Copyright Protection in the Context of Generative AI

Copyright Protection in the Context of Generative AI

  • The rapid growth of generative AI tools is pressuring traditional copyright law because the act of creation itself is increasingly handed off to software, raising a core question: who is the true owner of an AI-generated work?
  • In early March 2026, the U.S. Supreme Court effectively ended computer scientist Stephen Thaler's multi-year attempt to register an AI-generated image ("A Recent Entrance to Paradise") for copyright, reaffirming that under current U.S. law copyright protection requires a human author.
  • In Andersen v. Stability AI, Judge William Orrick (N.D. Cal.) denied the defendants' motion to dismiss the artists' copyright infringement claims, allowing the core copyright claims to proceed to discovery.
  • The artists advance two key theories:
    • Model Theory: the AI model itself may be an infringing copy because it contains transformed versions of their works.
    • Distribution Theory: distributing the AI model is equivalent to distributing the artists' copyrighted works.
  • The case carries direct implications for software companies on two fronts: how training datasets are assembled and licensed, and who (if anyone) can claim ownership of AI outputs.

Background

The case began when computer scientist Stephen Thaler sought to register a copyright in an image titled "A Recent Entrance to Paradise," which had been created by an AI system. The U.S. Copyright Office and the courts rejected his application, maintaining the long-standing position that copyright protection applies only to human-created works.

The debate, however, extends beyond art and law. It also bears directly on software development and the technology industry. Modern generative AI systems like Midjourney, Stable Diffusion, and various text-based models are built on complex algorithms and massive datasets. They generate new content by analyzing millions or even billions of images and text examples.

This raises a foundational question:

Is this process a creative act in the traditional sense, or is it merely a statistical rearrangement of pre-existing data?

The Parties' Claims and the Court's Approach

The Artists' Position

The artists claim that AI companies downloaded billions of copyrighted images without permission and used them to train their models. In other words, their works were ingested into datasets without consent, and the AI learned from them. On that basis, the artists argue that AI-generated outputs are a direct violation of their copyrights, because the outputs are generated by models trained on those datasets.

A concrete example: AI tools allow prompts such as "in the style of Sarah Andersen". Artists object to this because the AI can replicate their specific artistic style to produce similar works easily, which may undermine their ability to earn a living from their original work.

= REQUIRED ACTIONS =
- A) According to the article on copyright and generative AI, which judge denied the defendants' motion to dismiss in Andersen v. Stability AI?
- B) Condense the paragraph starting "The artists claim that AI companies downloaded" from the article on copyright and generative AI into a short bulleted list that keeps its main facts.
- C) Continue the article on copyright and generative AI from its last sentence.

= STORED RECORDS =
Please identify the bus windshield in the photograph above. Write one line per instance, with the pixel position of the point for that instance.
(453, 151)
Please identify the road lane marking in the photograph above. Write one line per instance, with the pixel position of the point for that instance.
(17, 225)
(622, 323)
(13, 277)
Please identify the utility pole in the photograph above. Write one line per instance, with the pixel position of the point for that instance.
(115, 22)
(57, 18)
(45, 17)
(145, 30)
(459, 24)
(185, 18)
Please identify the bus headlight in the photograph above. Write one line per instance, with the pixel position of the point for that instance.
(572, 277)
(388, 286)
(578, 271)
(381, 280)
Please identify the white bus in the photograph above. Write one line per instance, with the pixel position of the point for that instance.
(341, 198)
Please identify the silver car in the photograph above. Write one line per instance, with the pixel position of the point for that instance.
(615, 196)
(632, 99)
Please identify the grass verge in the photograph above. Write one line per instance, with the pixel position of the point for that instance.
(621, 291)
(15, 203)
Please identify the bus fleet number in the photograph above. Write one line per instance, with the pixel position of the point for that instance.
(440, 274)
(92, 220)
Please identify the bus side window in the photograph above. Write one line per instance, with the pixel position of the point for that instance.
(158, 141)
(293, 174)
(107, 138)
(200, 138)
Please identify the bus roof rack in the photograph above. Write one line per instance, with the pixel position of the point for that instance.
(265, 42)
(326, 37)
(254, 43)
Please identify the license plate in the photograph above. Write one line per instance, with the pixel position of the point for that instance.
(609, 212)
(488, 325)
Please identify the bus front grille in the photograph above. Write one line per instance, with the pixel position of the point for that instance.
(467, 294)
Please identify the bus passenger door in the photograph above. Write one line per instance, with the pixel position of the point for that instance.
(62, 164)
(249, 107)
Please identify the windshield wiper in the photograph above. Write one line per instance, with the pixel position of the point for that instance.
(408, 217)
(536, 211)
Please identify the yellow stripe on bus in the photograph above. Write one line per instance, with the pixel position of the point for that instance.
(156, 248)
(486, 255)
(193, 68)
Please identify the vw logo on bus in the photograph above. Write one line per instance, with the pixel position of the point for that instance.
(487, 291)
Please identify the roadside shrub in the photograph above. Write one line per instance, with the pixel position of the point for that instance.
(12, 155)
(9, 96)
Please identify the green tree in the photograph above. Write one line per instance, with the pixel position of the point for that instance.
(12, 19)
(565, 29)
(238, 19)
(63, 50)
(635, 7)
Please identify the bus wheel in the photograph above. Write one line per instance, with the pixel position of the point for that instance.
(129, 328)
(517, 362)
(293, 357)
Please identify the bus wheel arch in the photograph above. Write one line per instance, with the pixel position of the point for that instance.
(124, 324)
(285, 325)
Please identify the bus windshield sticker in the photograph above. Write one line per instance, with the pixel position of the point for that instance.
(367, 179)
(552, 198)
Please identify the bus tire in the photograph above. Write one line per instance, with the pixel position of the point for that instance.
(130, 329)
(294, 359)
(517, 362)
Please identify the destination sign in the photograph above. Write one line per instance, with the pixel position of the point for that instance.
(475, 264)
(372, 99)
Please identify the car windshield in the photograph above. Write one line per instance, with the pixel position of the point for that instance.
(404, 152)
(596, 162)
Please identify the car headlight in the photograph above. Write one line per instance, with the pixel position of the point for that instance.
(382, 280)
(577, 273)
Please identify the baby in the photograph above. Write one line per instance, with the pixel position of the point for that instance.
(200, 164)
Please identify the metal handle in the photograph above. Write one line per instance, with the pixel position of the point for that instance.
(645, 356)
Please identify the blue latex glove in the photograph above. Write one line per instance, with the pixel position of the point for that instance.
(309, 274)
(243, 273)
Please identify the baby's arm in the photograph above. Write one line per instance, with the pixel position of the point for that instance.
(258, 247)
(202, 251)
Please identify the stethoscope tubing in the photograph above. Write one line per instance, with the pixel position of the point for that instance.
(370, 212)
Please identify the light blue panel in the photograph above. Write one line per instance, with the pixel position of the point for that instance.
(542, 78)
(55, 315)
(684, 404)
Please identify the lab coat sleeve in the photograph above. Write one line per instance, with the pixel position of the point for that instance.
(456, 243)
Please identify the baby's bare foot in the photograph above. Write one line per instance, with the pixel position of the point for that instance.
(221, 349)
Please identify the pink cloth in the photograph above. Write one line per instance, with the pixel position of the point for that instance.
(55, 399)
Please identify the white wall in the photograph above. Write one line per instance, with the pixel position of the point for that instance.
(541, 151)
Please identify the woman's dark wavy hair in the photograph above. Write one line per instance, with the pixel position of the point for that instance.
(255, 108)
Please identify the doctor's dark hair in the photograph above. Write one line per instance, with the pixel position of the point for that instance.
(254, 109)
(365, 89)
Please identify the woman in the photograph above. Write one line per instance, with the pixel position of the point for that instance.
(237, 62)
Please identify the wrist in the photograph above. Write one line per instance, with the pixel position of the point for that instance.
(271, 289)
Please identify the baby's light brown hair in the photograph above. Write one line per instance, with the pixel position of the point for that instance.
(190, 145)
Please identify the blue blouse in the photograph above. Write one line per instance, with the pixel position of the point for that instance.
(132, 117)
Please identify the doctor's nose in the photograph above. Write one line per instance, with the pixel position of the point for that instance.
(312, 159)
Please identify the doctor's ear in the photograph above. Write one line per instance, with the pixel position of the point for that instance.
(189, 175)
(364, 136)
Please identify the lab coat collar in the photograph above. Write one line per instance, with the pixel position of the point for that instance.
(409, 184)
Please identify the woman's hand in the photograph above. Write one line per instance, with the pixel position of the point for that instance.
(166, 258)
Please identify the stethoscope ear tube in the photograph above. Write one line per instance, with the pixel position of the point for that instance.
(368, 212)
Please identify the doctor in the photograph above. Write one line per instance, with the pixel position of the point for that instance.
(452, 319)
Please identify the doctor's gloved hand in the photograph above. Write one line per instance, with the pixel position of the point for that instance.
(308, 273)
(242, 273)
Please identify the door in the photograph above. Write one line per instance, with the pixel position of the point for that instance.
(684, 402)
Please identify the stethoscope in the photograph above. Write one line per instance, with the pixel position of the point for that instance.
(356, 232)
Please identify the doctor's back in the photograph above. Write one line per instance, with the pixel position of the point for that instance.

= RESPONSES TO THE EXERCISE =
- A) Judge William Orrick of the Northern District of California.

- B)
- AI companies allegedly downloaded billions of copyrighted images without permission.
- The images were used without consent to build training datasets, and the models learned from them.
- The artists argue that AI-generated outputs directly violate their copyrights because the models that produce them were trained on those datasets.

- C)
The deeper technical question is whether AI models effectively store images in a compressed form during training and then draw on them to generate new images. If so, certain AI outputs could be characterized as derivative works under current copyright law.

The AI Companies' Position

AI companies counter that their models do not actually copy images. They argue that:

  • The models learn statistical patterns rather than storing original images.
  • The outputs are new and original creations.
  • The process is analogous to human learning much like an artist studying the work of others before creating new pieces.

In their view, AI merely analyzes a large corpus of images and then creates new ones in a similar manner.

The Court's Ruling on the Motion to Dismiss

The Northern District of California dismissed certain claims (including unjust enrichment and breach of contract), but on August 12, the artists secured an important procedural victory:

  • Judge William Orrick denied Stability AI's and Midjourney's motion to dismiss.
  • The copyright infringement claims were allowed to proceed.
  • The case moved into the discovery phase, where evidence is gathered.

The judge found the artists' theory plausible that Stability AI made it easier to copy copyrighted content by sharing its Stable Diffusion model with other companies.

Key Evidence Cited by the Court

  • A public statement by Stability AI's CEO that the company had compressed approximately 100,000 GB of images into a 2 GB model capable of recreating those images.
  • Academic studies showing that training images can, in some cases, be reproduced as AI outputs in response to specific prompts.

The Artists' Two Core Legal Theories

#

Theory

Core Argument

1

Model Theory

The AI model itself is a copy because it contains transformed versions of the artists' works.

2

Distribution Theory

Distributing the AI model is equivalent to distributing the artists' copyrighted works.

The court considered both theories plausible and permitted them to proceed. Whether they ultimately hold up will depend on whether the artists can show, factually and technically, that their works are in fact present inside the AI systems — a question that will be tested during discovery.

Impact on Software and AI Development

1. The Use of Training Data

AI models are typically trained on datasets that include copyrighted content. As cases like Andersen v. Stability AI illustrate, this practice gives rise to copyright infringement claims. Several open questions remain:

  • Under what conditions can training data qualify as fair use?
  • Does training a model on copyrighted images constitute "use" of those works, or merely "learning" from them?
  • If courts conclude that unlicensed use of such data is a violation, software companies may need to fundamentally rework how they collect data and train their models.

2. Ownership of AI Outputs

When a user prompts an AI system and receives an image or text, who owns the result?

  • Current statutes and case law do not provide a clear answer.
  • The implicit signal from the Supreme Court is that, under existing law, an author must be human, not a machine.
  • The likely consequence: works generated without sufficient human contribution may not be protected at all.
  • Software developers may therefore need to design systems that meaningfully incorporate human input, or restructure their datasets to reduce legal exposure.

3. The Innovation Debate

The decision's effect on innovation remains contested:

  • AI proponents argue that restrictions will slow technological progress and limit tools that democratize creativity. Generative AI has, in fact, made artistic creation more accessible and lowered the technical skill barrier.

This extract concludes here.